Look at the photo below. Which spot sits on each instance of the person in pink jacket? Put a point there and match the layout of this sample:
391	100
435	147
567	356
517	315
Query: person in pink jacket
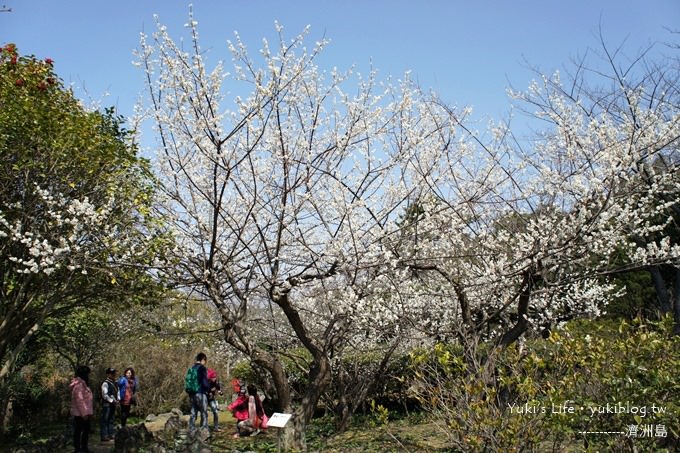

◆ Task:
Rewrite all of the material above, replacing "pink jacket" with "pink coat" wherever it occurs and changing nothing else. Omit the pictures from your version.

◆ Solved exercise:
Look at the photo below. Which spot sits on each instance of the person in pink coat? Put a point there and match the layout of this sample:
391	100
435	147
567	356
517	315
Query: person in pink coat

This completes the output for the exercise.